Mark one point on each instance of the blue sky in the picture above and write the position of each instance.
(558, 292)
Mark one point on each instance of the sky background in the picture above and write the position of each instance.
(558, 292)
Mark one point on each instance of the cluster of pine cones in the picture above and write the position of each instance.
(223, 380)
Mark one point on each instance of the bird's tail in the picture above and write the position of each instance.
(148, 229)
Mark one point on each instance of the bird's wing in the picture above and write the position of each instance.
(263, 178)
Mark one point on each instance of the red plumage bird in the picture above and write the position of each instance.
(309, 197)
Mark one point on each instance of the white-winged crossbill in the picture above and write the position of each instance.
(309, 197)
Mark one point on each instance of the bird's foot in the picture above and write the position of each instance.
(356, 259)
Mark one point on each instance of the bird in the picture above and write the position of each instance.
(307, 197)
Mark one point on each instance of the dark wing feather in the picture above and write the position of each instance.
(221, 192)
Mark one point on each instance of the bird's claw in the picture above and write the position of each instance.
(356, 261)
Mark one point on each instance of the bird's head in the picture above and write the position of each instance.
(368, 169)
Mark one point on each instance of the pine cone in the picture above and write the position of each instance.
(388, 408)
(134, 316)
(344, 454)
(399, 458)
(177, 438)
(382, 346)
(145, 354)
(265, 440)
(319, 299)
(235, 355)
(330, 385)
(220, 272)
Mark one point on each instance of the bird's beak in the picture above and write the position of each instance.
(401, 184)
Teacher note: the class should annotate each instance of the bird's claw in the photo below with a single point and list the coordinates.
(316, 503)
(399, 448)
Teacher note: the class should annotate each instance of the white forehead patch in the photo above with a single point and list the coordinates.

********************

**EXERCISE DETAILS:** Copy only the stretch running from the line containing "Mark one point on each instance of the bird's beak" to the final line of the entries, both ends included, exactly as it stands.

**EXERCISE ANSWER:**
Mark one point on each instance of the bird's beak in the picture above and write the position of each instance.
(401, 184)
Teacher note: the class should annotate each instance of the bird's claw in the photo below with a single point and list the coordinates.
(316, 503)
(399, 448)
Teacher note: the class should annotate each instance of the white forehead patch in the photo above with a single point and list the coordinates.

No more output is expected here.